**Yönergeler**
a. Şu ifadeler seçilen bölümle uyuşuyor mu: (i) Yazan kişi uzun zamandır anons yazdığını söylüyor. (ii) Yazan kişi "Lozan Antlaşması" derken sesini inceltiyor. (iii) Örnek anonslardan biri, sigarayı bırakamayanlara dumanı içlerine çekmemelerini öğütlüyor. Her biri için evet ya da hayır de, karar veren sözleri bölümden olduğu gibi alıntıla.
b. Seçilen bölümde HM, yazan kişiye neyi soruyor?

**Seçilen bölüm**
# # #

Çarşamba, Ocak 18, 2006

Sefa geldim.

HM dedi: Sen niye yoksun Ortak Defter’de? Dedi.
Anonslar yazıyordum uzunca zamandır. Garip anonslar. Onları bari anons edeyim, dedim. Olur, dedim. Geçtikleri yerlerle anılan ve fakat garip isimli, ‘Dandanakan Savaşı, Sırpsındığı Savaşı, Miryakefalon Savaşı gibi savaşlardan sonra, Lozan Antlaşması ne güzel de karizmatik duruyor, diye düşündüm sonra. Sesimi kalınlaştırarak Lozan Antlaşması, dedim. Sonra bu durumu konuyla ilgili bulmayıp, konuya girdim. Örnek bir iki:
‘Sigarayı bırakamıyorsanız, bari içinize çekmeyiniz.’ Gibi.

# # #

**Verilen malzeme**
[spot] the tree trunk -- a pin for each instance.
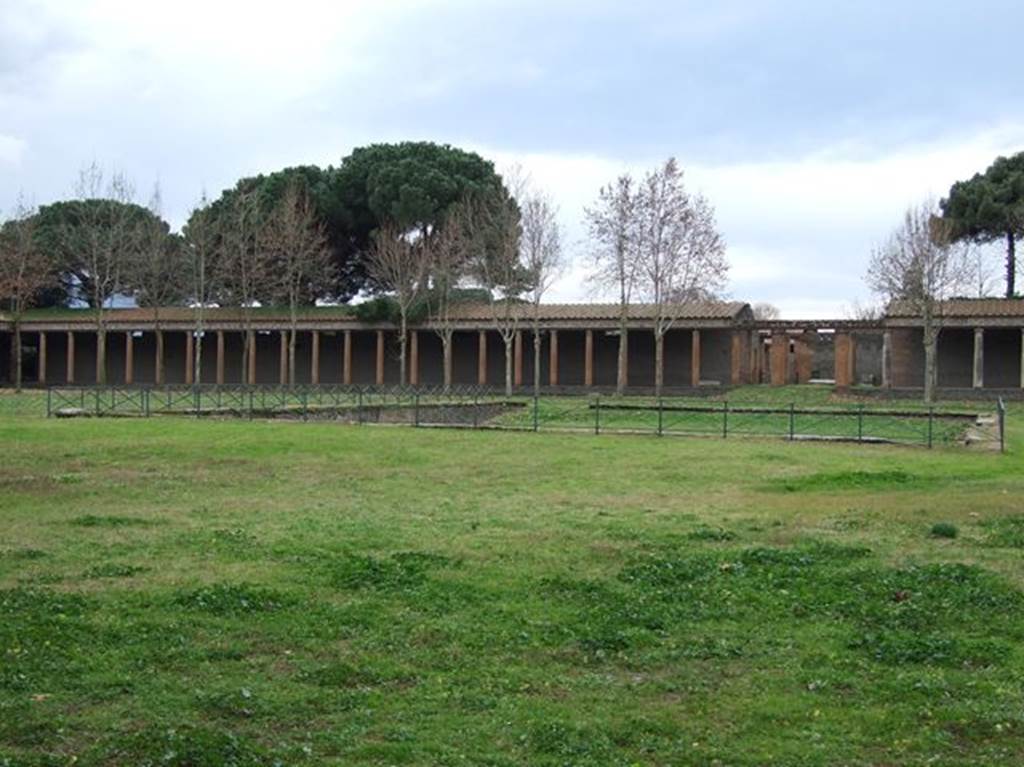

# # #

**Beklenen yanıtlar**
a.
(i) Evet: "Anonslar yazıyordum uzunca zamandır."
(ii) Hayır: "Sesimi kalınlaştırarak Lozan Antlaşması, dedim."
(iii) Evet: "Sigarayı bırakamıyorsanız, bari içinize çekmeyiniz."

b. Neden Ortak Defter’de olmadığını soruyor.